Aunque todo medio periodístico privado o con intereses particulares tiene derecho a tener y expresar una línea editorial (de hecho, debería ser imperativo hacerlo para saber desde dónde y con qué intereses hablan o publican), por lo mismo debe asumir la obligación de establecer fronteras entre la información, el análisis, la opinión y los contenidos editoriales.
El pretexto no puede radicar en la sintonía o en las mediciones de audiencia para mimetizar el imaginario desueto de que “eso es lo que le gusta a la gente”. Por frases lapidarias como esa, el periodismo tradicional está perdiendo la partida con los nuevos medios, con los cuales, por fin, estamos conociendo a las audiencias, sus rutas y usos, más allá de la escasez de opciones a la que hemos estado acostumbrados en el ecosistema mediático colombiano. ¿Hasta cuándo?
Fueron muchos los propósitos de enmienda cuando, hace cuatro años, Juan Gossaín concluía que el periodismo se revolcaba en el fango de la política. Pero los vicios, carencias y errores se repiten de manera preocupante.
En épocas de calma el periodismo parece aprender la lección, pero en momentos de estrés por las coyunturas, olvida las misiones que tiene a cargo:
- Servir de foro para la discusión de ideas y no de escuela de adoctrinamiento.
- Tener claro que la única vía no es mirar la realidad desde la perspectiva de una campaña, sino ver las campañas desde la óptica de la realidad.

Datos extraídos -
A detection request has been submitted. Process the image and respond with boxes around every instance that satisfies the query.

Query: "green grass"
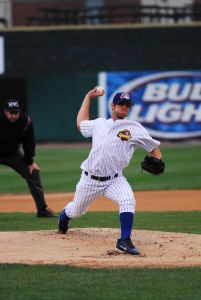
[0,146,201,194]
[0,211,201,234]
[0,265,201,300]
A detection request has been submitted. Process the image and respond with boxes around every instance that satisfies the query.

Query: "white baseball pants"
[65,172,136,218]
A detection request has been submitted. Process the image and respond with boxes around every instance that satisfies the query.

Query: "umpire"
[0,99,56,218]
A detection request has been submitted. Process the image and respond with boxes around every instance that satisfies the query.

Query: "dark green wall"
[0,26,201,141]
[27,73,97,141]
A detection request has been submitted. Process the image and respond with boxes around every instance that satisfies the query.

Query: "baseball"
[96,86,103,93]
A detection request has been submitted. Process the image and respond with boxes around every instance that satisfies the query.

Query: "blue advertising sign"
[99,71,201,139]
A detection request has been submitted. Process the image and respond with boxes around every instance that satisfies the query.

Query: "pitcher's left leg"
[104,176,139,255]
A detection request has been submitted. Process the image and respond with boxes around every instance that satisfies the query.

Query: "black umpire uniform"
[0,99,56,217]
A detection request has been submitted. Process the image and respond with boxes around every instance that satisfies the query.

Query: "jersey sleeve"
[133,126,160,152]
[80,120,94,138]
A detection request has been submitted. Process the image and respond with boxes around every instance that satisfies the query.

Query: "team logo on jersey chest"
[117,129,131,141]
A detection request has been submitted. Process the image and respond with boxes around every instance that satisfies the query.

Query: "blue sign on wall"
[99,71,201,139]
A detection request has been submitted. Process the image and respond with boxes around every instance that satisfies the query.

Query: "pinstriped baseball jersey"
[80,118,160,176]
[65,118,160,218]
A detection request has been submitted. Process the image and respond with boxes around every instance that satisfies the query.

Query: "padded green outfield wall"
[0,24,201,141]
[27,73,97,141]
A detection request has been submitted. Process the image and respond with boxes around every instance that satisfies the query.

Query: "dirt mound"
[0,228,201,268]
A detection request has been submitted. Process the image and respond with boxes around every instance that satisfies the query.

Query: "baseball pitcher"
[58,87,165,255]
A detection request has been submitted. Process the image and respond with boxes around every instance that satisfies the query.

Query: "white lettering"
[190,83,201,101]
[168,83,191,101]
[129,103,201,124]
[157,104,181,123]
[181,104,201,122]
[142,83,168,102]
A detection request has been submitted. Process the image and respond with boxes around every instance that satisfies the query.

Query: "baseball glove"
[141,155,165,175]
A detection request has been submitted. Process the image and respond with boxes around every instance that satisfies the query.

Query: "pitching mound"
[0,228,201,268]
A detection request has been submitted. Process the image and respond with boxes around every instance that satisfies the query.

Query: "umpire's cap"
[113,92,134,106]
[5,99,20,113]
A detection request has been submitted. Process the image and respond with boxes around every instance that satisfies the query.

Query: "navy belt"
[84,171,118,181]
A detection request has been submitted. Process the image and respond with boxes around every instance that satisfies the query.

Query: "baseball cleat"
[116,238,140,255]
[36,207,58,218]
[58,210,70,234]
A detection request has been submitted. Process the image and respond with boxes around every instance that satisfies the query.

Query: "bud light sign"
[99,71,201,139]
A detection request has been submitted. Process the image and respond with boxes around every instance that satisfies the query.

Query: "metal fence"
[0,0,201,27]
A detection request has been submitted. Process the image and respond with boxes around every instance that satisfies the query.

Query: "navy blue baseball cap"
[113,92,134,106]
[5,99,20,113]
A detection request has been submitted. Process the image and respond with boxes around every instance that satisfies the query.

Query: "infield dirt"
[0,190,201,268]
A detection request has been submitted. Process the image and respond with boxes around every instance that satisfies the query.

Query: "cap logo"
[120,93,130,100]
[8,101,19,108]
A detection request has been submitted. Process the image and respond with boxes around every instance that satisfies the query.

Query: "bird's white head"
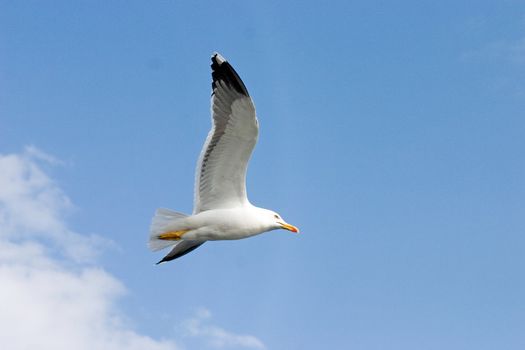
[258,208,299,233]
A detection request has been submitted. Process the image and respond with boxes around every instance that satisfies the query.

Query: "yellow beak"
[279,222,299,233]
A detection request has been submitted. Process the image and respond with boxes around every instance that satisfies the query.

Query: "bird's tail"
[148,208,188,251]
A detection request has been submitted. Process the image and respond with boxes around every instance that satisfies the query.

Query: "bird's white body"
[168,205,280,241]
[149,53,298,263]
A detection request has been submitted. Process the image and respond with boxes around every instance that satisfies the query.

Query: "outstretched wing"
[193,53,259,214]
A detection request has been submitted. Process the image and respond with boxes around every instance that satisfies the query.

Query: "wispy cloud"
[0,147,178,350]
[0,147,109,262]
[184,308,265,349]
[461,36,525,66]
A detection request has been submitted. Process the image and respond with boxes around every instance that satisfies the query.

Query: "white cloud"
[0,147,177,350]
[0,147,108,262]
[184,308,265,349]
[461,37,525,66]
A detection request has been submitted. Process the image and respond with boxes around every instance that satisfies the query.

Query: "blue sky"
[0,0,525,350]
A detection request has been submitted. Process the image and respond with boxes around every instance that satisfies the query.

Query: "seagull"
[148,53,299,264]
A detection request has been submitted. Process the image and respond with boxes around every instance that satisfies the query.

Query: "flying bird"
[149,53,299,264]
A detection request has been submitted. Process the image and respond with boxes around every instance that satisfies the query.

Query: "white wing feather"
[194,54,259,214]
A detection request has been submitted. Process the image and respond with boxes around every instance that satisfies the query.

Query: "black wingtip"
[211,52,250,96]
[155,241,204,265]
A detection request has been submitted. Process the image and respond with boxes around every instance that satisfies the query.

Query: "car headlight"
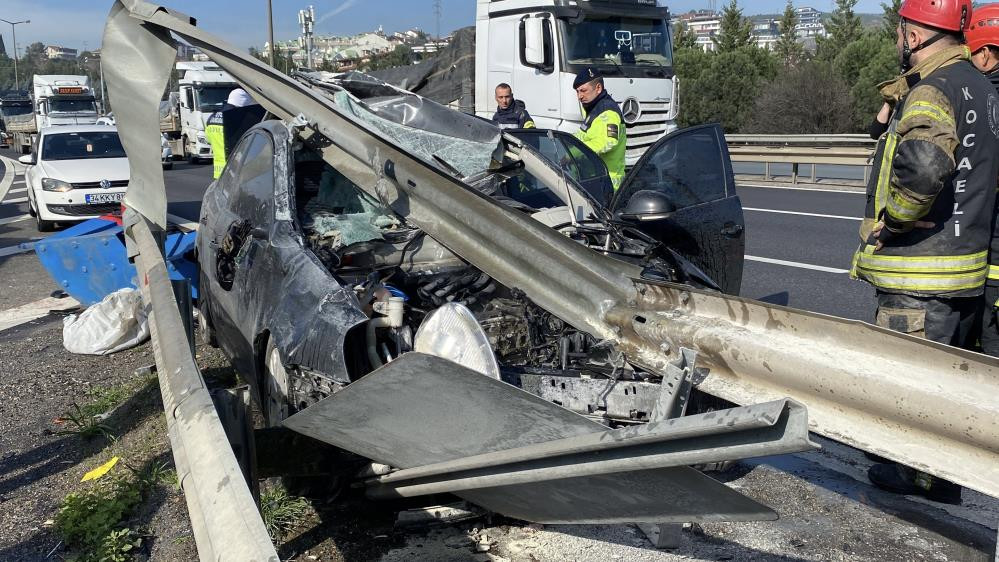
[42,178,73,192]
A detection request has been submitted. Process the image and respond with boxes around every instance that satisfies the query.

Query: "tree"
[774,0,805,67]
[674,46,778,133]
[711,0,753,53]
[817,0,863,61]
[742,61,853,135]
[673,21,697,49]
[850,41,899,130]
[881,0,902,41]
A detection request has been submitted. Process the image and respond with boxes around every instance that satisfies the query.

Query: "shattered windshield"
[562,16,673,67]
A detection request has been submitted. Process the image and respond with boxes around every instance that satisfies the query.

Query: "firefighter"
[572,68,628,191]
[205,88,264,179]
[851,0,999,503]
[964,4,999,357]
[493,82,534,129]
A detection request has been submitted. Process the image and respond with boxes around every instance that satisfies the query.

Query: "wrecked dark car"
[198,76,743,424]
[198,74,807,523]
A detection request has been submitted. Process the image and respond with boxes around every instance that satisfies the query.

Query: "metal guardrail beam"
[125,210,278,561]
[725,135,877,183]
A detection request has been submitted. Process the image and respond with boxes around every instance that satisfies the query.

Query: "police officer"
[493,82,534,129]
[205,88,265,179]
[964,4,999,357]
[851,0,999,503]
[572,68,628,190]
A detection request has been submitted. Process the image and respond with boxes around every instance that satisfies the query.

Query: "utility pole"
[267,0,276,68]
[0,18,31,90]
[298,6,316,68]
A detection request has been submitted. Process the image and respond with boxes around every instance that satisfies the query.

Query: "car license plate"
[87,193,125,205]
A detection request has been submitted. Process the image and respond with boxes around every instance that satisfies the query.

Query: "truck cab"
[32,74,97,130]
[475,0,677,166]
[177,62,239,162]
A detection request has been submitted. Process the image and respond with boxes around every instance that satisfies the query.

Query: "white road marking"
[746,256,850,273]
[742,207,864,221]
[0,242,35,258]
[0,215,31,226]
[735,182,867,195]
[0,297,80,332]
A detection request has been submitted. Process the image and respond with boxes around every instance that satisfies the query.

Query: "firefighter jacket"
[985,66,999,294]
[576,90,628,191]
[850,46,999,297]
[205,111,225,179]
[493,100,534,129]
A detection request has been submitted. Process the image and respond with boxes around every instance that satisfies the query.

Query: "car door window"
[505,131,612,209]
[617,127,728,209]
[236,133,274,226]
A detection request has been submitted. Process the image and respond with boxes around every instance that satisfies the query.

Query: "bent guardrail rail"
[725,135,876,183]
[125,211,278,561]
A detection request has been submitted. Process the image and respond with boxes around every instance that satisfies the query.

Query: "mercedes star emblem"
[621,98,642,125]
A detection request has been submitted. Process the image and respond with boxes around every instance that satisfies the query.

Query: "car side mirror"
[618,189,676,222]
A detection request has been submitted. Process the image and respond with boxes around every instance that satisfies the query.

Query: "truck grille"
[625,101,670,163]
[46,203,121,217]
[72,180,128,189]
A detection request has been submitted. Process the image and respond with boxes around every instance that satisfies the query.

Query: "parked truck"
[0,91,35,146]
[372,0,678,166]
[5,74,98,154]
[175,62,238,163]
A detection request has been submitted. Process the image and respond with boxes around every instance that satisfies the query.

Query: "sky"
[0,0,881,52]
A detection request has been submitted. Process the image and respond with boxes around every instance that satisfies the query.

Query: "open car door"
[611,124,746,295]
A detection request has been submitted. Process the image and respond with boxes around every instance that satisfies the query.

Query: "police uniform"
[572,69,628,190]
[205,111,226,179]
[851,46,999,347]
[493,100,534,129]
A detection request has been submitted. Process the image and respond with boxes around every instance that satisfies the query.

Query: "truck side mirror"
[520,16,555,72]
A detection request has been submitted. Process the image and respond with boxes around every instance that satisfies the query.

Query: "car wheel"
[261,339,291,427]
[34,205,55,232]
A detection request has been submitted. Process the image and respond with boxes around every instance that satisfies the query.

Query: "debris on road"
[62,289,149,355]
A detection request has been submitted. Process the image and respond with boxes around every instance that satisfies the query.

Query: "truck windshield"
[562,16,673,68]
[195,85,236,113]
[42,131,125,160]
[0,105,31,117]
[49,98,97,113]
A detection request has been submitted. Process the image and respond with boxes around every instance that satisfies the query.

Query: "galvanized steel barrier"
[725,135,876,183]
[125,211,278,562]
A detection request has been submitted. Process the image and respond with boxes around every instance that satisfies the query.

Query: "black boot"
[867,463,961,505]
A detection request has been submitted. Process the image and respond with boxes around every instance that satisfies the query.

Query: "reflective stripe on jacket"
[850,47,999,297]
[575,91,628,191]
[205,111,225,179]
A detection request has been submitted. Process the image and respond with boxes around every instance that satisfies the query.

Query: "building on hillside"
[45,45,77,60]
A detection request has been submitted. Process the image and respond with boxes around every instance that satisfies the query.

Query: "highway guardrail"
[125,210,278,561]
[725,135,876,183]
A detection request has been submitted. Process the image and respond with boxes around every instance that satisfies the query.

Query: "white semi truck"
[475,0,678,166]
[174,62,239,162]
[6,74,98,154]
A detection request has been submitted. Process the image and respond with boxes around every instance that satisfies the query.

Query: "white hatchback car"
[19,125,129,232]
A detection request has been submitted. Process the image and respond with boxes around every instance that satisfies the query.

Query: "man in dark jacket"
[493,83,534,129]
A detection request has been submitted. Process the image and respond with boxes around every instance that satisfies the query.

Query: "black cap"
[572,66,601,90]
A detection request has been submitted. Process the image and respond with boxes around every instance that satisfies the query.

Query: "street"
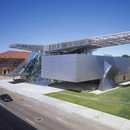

Enunciado de la tarea - Enumera los tipos de contenido entre los que, según el texto sobre el periodismo, un medio debe establecer fronteras. Los registros no intervienen en esto.

Solución propuesta -
- La información
- El análisis
- La opinión
- Los contenidos editoriales